*Exercise*
What you return must match the records exactly.

*Extracted information*
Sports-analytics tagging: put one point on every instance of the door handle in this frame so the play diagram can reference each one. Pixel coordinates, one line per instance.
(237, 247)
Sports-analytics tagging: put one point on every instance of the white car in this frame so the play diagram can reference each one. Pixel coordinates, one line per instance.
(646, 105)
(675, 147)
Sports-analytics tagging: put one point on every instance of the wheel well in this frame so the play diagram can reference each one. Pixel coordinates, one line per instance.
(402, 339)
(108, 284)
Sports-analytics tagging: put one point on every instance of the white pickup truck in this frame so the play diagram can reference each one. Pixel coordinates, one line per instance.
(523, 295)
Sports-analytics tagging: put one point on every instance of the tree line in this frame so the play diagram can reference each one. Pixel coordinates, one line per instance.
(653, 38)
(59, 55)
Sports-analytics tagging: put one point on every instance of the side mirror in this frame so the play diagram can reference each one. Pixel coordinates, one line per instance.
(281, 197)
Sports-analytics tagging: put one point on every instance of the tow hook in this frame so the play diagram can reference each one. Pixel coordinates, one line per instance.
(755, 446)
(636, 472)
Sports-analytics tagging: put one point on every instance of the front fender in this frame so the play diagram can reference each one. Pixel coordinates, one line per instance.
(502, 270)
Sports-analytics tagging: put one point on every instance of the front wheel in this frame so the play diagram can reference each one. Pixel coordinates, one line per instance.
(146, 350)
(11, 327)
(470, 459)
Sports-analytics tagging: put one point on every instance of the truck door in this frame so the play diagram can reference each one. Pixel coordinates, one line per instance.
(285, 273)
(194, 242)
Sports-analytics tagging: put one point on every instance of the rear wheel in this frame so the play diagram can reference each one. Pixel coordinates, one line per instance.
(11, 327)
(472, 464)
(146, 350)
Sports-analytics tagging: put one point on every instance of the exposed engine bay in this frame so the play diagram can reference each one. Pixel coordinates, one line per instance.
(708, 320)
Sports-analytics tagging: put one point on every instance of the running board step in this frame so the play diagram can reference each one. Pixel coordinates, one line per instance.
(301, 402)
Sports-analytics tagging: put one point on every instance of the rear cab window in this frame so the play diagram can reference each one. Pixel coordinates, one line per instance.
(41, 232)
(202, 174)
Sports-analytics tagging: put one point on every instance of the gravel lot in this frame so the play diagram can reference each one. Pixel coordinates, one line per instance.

*Response*
Sports-analytics tagging: put one point on every instance of the door handle in this frame so the play diagram can reference each one. Pixel coordinates, one line per instance.
(237, 247)
Sports-analytics tagging: put one point on every instance of the white car in this frame so the play diagram can reference each one. Pixel coordinates, one line per instance.
(646, 105)
(675, 147)
Sports-analytics tagging: put one point on every instance of the wheel well in this frame so the play diagram can reference each one. Pixel coordinates, one line per instance.
(402, 339)
(108, 284)
Sports-analytics tagging: put one point on every instance of the white pickup truck in this frame so the play diagram can reference each one. Pixel coordinates, one line per instance.
(523, 295)
Sports-analytics tagging: put one point on every instance of the tree line in this frame so the play diagram can reference each one. Pixel coordinates, one line per instance.
(653, 38)
(59, 55)
Sports-analytics tagging: put one point on every instance of the side mirror in this frame so the play diagram can reference each one. Pixel coordinates, one line per instance.
(281, 197)
Sports-analytics tagging: put one point on every instance of the tow hook in this frame so the play diagram can reference each one. Pixel coordinates, one line per instance.
(755, 446)
(636, 472)
Sports-analytics tagging: put one point on every instance of the front fender in this frame so the play diagram can reference each one. Pixel coordinates, one line per instance.
(502, 270)
Sports-analytics tagging: put one point on every instance of the front wheel in this frame so the play diagram can reference each one. Pixel coordinates, one line per instance.
(146, 350)
(11, 327)
(470, 459)
Sports-analytics tagging: put one point on every instance of the truck door in this frame so the play diagram can reference each one. Pixel coordinates, one line per instance.
(285, 273)
(194, 242)
Sports-analytics tagging: put one point on every instance of the rear wheel in this frame so the play diagram can reference each one. Pixel coordinates, one line per instance.
(11, 327)
(472, 464)
(146, 350)
Sports-analytics tagging: put one point on every instance of the exposed engine bay in this frame so the play diagram can reference each one. Pixel coordinates, one line per instance.
(708, 320)
Sports-analytics tagging: put one point on every instance of the running board step in this frame so the play diagram can reference each one. Pixel coordinates, one line per instance.
(301, 402)
Sports-analytics tagging: put one point on every instance of the rear cab window in this frame so the play diagram can reference each one. Pixel coordinates, one line per instance.
(41, 232)
(202, 174)
Sports-analytics tagging: put one point on every instance of the gravel lot in this frame so the play diagram can reference each one. Pixel coordinates, one line per instance.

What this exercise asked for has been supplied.